Extracted data:

______

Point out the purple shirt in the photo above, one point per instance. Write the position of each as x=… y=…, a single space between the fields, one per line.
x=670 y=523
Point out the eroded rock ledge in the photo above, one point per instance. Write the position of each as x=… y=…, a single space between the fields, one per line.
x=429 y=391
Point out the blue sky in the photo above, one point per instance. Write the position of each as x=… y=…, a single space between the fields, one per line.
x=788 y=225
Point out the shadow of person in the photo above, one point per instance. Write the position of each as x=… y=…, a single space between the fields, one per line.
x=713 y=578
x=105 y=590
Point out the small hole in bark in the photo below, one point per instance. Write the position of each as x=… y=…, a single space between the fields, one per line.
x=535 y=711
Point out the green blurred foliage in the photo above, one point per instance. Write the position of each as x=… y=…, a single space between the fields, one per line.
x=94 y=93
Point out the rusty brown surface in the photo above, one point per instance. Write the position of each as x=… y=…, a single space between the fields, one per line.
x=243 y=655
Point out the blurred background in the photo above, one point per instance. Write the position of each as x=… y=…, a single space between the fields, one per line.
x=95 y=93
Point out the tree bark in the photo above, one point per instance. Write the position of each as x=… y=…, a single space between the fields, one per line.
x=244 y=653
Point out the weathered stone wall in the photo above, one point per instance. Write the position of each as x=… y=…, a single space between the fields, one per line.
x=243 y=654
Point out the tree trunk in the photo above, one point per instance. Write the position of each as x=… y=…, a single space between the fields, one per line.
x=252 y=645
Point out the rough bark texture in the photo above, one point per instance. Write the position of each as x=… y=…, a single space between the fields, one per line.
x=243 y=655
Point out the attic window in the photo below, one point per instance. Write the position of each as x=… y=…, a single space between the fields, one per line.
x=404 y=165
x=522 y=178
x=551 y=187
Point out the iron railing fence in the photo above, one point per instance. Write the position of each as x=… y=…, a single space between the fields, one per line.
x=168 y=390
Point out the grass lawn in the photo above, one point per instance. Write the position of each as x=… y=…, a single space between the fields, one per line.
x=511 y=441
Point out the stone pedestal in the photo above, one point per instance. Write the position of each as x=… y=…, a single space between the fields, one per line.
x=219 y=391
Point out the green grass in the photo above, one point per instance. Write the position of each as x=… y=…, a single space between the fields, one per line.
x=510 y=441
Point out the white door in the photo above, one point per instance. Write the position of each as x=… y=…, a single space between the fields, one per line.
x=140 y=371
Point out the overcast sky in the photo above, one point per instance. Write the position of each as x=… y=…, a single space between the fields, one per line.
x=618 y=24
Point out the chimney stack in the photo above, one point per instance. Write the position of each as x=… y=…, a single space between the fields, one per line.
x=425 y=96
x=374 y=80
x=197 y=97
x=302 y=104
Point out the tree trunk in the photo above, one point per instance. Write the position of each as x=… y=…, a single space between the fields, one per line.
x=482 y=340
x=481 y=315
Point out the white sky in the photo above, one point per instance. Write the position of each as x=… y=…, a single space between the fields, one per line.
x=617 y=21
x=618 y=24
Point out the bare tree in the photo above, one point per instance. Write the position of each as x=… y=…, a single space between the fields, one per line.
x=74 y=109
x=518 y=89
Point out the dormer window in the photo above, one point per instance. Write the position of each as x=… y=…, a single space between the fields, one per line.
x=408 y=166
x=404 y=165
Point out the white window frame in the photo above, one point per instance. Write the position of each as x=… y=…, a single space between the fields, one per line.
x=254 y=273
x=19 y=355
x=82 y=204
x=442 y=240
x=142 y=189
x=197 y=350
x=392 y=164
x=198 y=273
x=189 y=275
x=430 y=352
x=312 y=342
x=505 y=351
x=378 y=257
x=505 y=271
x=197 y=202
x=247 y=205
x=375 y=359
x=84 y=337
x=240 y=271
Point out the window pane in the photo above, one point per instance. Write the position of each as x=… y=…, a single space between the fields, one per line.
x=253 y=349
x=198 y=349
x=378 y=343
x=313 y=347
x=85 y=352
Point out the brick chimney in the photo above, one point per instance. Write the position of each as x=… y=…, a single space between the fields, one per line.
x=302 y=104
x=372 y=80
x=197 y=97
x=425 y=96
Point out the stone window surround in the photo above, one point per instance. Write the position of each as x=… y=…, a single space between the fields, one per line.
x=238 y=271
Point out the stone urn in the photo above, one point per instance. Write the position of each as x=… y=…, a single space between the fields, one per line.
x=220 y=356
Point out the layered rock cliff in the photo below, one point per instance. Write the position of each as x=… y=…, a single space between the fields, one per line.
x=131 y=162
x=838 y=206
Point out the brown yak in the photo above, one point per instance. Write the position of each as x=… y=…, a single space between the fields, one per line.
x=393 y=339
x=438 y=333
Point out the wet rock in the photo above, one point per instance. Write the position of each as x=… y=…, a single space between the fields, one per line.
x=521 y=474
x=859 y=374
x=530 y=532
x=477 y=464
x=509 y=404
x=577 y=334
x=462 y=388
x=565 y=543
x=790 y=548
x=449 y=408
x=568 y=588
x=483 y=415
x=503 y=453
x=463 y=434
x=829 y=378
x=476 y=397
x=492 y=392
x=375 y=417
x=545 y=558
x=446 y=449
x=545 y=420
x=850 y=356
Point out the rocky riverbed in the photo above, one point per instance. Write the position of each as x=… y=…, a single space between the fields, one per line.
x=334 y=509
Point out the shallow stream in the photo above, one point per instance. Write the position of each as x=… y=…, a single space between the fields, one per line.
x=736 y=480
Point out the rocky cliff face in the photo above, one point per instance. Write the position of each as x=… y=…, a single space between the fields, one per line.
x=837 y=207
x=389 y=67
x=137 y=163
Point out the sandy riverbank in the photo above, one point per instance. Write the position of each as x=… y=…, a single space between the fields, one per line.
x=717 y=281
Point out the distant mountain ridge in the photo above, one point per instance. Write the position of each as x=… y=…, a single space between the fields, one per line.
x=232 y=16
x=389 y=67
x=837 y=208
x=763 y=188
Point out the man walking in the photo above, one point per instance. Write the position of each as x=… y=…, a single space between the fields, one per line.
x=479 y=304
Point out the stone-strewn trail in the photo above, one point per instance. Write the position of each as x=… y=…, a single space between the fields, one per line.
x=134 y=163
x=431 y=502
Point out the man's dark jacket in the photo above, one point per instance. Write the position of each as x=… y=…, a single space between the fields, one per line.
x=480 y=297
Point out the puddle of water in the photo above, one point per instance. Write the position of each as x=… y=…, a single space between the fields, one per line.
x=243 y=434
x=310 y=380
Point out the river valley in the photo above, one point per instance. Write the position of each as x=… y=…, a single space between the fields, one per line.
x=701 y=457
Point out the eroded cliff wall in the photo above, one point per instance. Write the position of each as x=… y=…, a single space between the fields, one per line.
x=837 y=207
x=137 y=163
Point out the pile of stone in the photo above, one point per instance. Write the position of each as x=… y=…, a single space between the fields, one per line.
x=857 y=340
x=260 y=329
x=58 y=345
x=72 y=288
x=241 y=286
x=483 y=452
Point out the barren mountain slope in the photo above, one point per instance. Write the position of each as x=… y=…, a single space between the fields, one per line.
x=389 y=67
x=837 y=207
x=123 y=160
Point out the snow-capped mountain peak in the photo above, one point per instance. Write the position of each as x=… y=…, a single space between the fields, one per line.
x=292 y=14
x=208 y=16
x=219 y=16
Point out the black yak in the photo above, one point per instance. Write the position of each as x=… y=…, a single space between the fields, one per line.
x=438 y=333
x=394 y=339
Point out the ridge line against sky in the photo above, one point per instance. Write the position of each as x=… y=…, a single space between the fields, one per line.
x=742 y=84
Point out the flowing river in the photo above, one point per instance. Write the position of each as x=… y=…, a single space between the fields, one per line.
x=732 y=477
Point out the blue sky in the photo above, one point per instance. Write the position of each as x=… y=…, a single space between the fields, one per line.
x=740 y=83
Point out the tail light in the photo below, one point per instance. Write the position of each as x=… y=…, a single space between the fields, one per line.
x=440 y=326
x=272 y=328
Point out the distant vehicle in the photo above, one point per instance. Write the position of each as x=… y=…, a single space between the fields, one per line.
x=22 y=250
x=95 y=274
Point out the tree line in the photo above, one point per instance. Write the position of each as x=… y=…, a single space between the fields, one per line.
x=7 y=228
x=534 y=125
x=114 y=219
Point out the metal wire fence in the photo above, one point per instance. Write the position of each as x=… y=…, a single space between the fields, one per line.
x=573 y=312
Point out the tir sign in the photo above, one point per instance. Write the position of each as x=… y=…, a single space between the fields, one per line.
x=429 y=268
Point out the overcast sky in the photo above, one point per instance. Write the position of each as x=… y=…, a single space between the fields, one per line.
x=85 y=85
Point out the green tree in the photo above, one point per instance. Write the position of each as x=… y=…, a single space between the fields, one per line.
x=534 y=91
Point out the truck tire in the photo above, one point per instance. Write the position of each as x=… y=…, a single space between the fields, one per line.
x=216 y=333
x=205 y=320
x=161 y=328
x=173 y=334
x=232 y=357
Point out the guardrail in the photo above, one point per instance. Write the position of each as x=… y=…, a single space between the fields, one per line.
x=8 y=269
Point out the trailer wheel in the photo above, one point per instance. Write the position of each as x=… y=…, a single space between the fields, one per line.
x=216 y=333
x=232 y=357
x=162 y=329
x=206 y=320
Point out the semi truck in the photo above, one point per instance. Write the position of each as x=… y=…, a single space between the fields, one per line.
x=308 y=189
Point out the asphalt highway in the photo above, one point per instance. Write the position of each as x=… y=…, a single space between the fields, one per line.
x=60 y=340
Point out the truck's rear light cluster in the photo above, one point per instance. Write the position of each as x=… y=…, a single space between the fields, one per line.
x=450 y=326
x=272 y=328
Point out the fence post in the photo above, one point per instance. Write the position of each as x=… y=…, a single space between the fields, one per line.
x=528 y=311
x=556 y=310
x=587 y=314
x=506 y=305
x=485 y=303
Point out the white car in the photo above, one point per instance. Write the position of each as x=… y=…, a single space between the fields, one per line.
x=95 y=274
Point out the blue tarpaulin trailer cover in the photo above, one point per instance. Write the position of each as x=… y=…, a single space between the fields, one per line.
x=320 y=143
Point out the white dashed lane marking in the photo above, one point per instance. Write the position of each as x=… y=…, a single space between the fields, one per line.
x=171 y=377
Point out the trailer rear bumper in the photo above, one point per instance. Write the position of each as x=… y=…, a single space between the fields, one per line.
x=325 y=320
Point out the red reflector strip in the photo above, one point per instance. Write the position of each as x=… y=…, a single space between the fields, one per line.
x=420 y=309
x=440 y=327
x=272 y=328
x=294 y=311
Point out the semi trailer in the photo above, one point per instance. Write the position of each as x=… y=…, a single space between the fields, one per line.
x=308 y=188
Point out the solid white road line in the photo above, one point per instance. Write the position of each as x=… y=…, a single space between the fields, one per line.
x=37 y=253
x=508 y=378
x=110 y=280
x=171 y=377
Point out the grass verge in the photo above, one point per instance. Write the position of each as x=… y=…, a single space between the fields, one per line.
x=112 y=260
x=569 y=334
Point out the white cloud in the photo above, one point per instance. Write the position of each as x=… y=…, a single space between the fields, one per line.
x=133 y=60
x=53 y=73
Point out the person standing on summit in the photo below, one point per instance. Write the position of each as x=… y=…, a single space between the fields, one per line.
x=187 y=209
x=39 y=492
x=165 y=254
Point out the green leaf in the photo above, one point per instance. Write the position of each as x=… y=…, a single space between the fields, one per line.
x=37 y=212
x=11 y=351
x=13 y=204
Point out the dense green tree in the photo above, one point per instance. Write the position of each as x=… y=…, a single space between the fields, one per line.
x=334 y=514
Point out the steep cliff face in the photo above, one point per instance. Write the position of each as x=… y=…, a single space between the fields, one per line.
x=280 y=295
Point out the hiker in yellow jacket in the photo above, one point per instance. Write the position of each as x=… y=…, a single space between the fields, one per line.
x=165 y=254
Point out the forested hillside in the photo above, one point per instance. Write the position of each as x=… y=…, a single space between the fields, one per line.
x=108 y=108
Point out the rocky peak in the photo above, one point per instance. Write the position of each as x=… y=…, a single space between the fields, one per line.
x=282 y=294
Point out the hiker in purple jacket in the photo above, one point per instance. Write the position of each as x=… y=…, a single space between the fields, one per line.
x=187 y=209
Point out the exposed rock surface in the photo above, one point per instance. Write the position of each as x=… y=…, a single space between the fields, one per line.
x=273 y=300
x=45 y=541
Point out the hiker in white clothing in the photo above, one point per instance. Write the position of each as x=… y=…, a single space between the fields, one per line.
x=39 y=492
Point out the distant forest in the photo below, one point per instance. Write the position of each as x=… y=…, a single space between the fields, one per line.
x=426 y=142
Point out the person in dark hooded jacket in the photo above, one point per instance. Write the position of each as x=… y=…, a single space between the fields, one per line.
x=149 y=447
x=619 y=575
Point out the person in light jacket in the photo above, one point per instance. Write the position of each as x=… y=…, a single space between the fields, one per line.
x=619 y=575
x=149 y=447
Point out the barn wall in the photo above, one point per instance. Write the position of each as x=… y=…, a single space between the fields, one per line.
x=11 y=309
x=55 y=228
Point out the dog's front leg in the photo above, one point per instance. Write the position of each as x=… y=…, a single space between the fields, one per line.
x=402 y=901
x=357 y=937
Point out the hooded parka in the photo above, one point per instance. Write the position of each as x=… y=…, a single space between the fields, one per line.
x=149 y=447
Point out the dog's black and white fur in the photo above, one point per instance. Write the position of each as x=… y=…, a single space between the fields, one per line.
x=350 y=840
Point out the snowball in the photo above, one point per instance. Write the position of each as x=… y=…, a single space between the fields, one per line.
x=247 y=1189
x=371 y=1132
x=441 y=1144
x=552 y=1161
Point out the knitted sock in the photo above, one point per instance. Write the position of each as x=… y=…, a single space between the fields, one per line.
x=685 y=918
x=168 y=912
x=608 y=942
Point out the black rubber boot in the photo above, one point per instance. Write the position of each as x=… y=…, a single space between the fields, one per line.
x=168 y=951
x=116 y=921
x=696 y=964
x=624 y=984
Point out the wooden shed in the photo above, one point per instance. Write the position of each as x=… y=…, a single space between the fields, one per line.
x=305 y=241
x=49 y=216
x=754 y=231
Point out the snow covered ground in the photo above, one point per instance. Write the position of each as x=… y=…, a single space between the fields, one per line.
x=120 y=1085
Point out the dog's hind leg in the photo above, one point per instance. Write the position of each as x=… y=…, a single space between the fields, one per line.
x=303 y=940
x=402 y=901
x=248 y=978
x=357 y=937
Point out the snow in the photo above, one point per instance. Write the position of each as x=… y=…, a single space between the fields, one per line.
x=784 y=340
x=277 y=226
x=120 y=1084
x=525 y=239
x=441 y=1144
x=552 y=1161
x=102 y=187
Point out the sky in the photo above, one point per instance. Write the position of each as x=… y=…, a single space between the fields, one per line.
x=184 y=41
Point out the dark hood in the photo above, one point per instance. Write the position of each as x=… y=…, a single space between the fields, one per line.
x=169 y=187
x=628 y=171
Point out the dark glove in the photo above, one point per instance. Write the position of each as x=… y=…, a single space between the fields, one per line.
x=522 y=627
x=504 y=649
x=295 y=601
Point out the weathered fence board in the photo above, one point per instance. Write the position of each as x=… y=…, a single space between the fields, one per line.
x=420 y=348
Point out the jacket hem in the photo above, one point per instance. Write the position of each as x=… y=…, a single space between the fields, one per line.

______

Short exercise:
Find the line with "Point out the dark glove" in the listing above, then write out that line and each remaining line exactly, with no other text.

Result of the exercise:
Point out the dark glove in the photo above, one point per instance. Write the position of each as x=… y=…, a single space between the fields, one per line.
x=522 y=627
x=504 y=649
x=295 y=601
Point out the weathered fence board in the photo above, one point per instance. Write the position of each as x=… y=…, a single space between the fields, one per line.
x=420 y=348
Point out the jacket hem in the photo above, one point per instance. Write the position of each as x=… y=…, a single space between the fields, one per line.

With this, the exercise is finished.